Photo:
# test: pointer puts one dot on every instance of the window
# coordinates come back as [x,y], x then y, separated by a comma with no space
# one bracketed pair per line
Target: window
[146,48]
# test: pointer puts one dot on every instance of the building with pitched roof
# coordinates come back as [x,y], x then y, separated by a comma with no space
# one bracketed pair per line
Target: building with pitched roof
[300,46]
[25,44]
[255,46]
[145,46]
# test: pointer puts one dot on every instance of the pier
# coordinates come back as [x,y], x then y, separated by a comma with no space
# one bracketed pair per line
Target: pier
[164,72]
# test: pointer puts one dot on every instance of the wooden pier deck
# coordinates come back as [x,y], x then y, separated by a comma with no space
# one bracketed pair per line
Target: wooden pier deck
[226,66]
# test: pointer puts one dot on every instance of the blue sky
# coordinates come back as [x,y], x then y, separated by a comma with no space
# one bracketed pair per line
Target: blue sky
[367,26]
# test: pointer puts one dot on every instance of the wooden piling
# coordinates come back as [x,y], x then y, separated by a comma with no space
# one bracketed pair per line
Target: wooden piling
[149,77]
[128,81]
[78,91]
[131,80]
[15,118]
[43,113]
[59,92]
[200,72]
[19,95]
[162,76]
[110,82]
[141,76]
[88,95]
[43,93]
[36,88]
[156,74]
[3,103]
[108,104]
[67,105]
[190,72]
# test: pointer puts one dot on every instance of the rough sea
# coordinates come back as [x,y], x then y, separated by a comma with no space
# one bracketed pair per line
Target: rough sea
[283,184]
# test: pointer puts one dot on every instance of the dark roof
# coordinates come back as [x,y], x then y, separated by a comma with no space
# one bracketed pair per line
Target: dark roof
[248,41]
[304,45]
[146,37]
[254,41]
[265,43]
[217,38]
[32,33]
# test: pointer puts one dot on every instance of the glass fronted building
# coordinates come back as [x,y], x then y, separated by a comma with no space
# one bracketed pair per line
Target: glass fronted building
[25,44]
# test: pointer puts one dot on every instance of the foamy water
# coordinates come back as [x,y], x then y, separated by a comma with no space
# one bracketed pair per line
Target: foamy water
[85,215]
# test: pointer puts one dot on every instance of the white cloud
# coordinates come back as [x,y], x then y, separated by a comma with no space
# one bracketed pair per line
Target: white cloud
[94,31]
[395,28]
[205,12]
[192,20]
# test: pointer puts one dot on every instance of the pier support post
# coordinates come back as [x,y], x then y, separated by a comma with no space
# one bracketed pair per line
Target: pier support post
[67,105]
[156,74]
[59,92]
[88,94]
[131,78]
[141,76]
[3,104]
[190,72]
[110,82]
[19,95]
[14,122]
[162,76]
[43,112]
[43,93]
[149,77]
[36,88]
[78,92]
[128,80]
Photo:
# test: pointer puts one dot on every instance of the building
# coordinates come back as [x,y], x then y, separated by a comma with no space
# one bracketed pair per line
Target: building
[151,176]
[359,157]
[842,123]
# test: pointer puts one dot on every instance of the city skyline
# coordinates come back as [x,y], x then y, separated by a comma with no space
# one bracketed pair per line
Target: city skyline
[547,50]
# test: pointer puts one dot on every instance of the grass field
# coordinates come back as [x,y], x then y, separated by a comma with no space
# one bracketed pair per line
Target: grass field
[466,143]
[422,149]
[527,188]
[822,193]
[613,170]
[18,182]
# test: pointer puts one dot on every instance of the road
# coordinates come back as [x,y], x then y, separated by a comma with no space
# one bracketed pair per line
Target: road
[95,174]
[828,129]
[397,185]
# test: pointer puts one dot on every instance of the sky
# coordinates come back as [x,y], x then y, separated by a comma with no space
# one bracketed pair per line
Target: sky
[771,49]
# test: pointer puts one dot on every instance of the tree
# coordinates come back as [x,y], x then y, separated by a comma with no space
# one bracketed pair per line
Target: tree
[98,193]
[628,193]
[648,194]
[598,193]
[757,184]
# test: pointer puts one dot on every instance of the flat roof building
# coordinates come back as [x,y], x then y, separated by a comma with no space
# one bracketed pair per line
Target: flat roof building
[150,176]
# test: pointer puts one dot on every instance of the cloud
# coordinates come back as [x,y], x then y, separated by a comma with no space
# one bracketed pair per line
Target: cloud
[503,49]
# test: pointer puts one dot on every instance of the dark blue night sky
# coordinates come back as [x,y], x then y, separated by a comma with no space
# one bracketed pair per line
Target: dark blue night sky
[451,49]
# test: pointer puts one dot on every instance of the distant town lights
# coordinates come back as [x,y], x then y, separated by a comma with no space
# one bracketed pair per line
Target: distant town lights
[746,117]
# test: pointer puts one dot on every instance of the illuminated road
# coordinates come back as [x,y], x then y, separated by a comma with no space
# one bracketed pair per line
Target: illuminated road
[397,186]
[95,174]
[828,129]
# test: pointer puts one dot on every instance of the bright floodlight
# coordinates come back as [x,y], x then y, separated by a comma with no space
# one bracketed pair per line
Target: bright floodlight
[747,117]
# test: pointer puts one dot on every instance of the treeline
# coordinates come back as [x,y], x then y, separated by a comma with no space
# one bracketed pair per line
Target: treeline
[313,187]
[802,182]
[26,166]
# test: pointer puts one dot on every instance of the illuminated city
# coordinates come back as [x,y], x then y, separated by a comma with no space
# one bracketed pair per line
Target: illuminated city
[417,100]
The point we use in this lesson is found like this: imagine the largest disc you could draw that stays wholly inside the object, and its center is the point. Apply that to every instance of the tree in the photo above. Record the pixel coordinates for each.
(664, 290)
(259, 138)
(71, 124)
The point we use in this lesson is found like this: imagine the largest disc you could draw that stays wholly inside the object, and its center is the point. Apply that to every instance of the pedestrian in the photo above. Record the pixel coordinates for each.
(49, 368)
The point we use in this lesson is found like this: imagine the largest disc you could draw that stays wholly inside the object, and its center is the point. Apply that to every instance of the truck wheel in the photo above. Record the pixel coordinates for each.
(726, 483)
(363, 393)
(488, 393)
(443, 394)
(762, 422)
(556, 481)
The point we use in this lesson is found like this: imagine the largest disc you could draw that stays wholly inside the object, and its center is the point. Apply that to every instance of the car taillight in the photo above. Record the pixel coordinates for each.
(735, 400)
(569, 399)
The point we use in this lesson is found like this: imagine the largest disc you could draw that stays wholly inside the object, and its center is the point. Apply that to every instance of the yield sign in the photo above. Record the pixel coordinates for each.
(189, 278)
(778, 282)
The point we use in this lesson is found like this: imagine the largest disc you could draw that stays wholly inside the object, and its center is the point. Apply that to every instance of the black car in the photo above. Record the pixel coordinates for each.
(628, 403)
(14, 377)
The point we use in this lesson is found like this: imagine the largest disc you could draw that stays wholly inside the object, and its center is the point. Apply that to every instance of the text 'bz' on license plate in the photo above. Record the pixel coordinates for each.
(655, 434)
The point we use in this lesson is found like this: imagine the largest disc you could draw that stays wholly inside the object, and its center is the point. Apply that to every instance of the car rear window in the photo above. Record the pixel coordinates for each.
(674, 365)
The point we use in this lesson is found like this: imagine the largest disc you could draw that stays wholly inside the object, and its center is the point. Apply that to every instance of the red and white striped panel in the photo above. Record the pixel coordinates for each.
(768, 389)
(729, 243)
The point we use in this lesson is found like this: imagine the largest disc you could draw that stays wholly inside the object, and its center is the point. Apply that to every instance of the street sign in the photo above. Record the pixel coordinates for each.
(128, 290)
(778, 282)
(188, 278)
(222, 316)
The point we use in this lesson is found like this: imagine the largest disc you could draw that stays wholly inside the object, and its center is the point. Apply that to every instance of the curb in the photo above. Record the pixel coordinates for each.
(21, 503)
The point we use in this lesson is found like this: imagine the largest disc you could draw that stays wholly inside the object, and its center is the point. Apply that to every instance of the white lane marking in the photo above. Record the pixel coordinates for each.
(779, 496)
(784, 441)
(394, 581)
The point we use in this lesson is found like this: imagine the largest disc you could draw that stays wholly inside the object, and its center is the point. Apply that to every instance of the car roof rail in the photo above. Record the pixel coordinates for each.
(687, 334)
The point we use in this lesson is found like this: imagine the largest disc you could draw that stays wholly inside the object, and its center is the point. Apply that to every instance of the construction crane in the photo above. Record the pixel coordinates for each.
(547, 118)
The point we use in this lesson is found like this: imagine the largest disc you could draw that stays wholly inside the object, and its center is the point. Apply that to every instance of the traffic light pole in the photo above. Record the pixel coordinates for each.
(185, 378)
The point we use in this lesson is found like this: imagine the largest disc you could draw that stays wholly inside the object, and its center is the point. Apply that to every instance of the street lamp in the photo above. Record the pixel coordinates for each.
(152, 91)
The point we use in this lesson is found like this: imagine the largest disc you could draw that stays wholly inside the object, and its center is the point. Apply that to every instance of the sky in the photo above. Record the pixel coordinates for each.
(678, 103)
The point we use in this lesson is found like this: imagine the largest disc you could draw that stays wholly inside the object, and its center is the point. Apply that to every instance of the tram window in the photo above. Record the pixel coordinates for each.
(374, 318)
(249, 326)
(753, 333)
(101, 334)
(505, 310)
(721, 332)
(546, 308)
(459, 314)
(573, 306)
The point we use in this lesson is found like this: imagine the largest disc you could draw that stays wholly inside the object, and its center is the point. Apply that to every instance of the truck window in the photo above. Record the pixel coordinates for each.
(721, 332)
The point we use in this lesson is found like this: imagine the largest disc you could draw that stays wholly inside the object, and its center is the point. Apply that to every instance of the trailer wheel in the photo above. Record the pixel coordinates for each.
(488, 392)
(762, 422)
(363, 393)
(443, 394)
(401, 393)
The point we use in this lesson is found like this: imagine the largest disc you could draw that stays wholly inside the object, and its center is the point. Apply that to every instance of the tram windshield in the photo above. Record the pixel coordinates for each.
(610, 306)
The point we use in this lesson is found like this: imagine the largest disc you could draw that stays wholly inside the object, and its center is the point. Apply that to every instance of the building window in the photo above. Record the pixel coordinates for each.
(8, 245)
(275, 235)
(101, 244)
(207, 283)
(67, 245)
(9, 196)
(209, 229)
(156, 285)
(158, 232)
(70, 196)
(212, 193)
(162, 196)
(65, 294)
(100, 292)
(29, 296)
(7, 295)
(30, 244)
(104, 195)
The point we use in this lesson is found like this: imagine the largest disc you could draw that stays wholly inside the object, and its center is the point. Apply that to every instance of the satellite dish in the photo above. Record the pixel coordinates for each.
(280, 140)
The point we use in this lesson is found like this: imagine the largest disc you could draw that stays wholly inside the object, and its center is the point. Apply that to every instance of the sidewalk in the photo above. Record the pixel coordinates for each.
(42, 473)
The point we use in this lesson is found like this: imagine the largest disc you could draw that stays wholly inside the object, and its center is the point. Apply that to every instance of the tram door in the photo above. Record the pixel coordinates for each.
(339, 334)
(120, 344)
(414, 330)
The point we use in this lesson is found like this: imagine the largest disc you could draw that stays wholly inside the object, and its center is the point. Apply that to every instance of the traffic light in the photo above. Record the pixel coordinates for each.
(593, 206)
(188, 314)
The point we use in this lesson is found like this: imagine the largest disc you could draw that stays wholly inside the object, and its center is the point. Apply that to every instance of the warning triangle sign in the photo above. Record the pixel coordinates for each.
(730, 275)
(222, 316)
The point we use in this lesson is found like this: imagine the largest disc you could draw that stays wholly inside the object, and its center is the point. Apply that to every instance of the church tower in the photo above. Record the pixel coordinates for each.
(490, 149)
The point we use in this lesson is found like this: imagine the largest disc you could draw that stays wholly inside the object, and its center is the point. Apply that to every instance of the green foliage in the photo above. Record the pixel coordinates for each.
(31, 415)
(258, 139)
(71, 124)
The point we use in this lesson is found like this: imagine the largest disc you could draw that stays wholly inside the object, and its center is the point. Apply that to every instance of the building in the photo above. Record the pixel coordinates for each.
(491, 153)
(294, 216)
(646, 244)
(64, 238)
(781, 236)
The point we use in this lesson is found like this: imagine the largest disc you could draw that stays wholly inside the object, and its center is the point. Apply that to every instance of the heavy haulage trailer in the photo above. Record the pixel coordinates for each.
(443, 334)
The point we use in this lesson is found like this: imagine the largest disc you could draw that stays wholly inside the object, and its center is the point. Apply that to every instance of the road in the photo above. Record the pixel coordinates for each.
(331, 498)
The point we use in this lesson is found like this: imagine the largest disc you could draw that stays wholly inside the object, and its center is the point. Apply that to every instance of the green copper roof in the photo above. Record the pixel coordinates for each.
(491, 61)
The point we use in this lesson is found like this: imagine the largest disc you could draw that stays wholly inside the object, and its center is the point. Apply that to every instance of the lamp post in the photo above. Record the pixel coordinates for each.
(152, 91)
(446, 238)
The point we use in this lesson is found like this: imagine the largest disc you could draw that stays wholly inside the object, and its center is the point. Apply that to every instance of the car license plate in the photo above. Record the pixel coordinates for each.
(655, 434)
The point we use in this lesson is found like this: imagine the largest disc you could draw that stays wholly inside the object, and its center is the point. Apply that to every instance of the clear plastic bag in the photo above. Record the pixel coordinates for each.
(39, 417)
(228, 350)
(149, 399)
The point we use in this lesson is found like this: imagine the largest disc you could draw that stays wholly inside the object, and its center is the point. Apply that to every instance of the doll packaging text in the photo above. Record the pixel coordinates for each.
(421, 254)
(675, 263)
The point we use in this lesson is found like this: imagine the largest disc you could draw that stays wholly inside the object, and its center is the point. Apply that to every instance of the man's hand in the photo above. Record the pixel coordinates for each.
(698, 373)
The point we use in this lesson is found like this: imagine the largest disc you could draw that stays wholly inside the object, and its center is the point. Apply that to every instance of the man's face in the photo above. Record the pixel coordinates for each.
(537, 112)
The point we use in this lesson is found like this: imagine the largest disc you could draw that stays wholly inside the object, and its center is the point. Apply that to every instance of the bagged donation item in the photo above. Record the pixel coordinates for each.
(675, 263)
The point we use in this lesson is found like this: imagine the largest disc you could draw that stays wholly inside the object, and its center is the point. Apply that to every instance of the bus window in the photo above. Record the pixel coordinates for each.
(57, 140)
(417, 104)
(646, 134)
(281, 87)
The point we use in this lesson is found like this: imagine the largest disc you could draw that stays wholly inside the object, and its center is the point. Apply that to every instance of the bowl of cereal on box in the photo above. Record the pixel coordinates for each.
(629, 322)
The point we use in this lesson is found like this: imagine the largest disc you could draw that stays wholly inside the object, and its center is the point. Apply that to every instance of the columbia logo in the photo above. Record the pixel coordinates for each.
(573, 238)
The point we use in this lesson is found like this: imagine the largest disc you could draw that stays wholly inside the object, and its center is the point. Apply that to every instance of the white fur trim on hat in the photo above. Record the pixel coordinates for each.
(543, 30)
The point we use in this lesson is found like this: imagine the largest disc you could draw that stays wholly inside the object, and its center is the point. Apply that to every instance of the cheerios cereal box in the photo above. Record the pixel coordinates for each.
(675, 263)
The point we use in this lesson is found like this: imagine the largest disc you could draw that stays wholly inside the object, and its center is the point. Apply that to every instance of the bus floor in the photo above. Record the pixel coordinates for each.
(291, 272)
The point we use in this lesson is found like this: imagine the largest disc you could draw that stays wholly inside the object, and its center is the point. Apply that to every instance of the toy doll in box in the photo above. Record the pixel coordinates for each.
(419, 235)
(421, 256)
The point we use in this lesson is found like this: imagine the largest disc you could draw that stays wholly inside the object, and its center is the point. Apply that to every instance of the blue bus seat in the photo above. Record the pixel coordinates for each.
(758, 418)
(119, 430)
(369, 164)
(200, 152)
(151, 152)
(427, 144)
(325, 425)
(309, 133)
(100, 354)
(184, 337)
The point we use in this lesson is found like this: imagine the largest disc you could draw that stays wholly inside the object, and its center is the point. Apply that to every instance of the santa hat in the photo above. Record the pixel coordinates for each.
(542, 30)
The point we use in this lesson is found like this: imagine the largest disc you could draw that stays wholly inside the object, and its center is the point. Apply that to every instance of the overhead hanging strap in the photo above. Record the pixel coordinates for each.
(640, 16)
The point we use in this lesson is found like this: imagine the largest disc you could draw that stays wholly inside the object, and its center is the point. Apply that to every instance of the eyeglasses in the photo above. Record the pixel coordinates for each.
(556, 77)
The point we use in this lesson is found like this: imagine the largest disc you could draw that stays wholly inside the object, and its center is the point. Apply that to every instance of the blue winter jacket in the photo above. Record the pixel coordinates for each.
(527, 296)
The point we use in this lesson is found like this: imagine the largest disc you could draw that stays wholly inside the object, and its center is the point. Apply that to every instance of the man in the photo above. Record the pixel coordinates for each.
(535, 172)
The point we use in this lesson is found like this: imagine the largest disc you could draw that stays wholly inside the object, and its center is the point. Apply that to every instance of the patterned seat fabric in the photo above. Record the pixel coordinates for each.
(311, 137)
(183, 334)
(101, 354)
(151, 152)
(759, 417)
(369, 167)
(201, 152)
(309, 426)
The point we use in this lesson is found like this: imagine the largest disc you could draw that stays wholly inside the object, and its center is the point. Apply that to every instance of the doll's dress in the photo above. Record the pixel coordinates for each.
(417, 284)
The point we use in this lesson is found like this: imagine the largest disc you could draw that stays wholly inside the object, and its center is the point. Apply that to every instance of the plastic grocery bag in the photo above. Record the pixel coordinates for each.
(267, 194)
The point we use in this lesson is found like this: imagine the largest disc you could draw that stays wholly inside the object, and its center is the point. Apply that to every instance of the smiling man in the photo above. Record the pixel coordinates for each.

+++

__TASK DETAILS__: Copy out every line from the one containing "the blue winter" to the end of the material, both ends included.

__THE SOLUTION__:
The point we use in this lesson is found like this: imagine the largest disc you could draw that stays wholly inside the object, and its center is the point. Apply that to every instance of the blue winter jacket in the photo above. Record the pixel coordinates for each.
(527, 296)
The point we use in this lesson is found like this: imagine the largest disc you could draw that stays wholly inside the object, and its center is the point. Apply that to every instance of the man in the photo above. Record the pixel coordinates for each.
(535, 172)
The point we use in this lesson is found like this: imagine the largest disc you could draw that stays wholly inside the object, and its center is the point. Apply that to every instance of the patterned seat fabric in the photo above. Record the pixel coordinates for each.
(311, 137)
(183, 334)
(101, 354)
(151, 152)
(759, 417)
(369, 167)
(201, 152)
(309, 426)
The point we use in this lesson is found like this: imagine the largest disc you could draw that stays wholly inside the object, and its center is the point. Apply that to every instance of the doll's dress in the photo above. Record the pixel coordinates for each.
(417, 284)
The point we use in this lesson is found like this: imagine the largest disc you could draw that stays wholly inside the object, and its center is the point. Apply that to every instance of the plastic grocery bag in the photo above. Record the pixel coordinates for each.
(267, 194)
The point we use in this lesson is found like this: imagine the largest disc you could draw that stays wholly inside the object, and its center is the point. Apply that to every instance of the smiling man in the photo above. Record the pixel coordinates for each.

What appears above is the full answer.